### Materials provided

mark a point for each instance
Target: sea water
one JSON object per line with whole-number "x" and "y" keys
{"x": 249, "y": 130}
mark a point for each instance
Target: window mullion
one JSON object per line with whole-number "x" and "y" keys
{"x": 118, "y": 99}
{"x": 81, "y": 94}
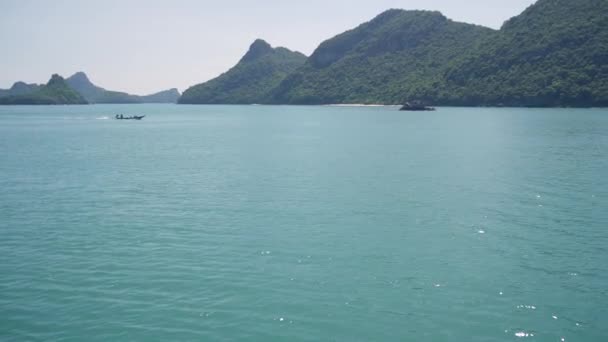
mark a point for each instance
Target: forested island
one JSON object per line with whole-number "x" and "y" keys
{"x": 554, "y": 54}
{"x": 76, "y": 89}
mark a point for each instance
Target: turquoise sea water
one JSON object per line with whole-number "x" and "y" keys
{"x": 223, "y": 223}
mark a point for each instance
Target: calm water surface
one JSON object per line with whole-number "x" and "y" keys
{"x": 222, "y": 223}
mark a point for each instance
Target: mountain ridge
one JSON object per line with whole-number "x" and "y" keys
{"x": 55, "y": 92}
{"x": 260, "y": 70}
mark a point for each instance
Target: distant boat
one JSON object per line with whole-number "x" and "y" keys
{"x": 416, "y": 106}
{"x": 134, "y": 117}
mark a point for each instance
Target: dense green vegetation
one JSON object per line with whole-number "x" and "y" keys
{"x": 397, "y": 53}
{"x": 554, "y": 54}
{"x": 251, "y": 80}
{"x": 94, "y": 94}
{"x": 55, "y": 92}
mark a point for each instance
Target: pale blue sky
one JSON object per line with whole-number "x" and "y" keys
{"x": 142, "y": 46}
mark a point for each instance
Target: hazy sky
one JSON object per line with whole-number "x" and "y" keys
{"x": 142, "y": 46}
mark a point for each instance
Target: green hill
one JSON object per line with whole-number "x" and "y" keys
{"x": 381, "y": 61}
{"x": 554, "y": 54}
{"x": 55, "y": 92}
{"x": 94, "y": 94}
{"x": 251, "y": 80}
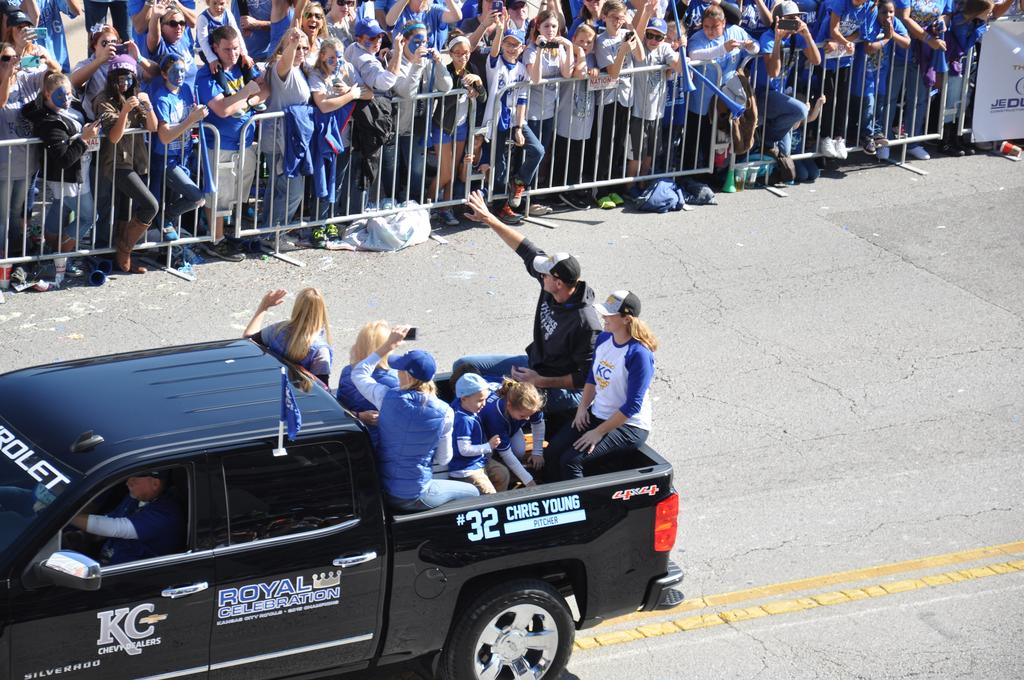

######

#### [Written exercise]
How many lines of the records contain the string "Target"? Reply with the number alone.

#### [Problem solution]
11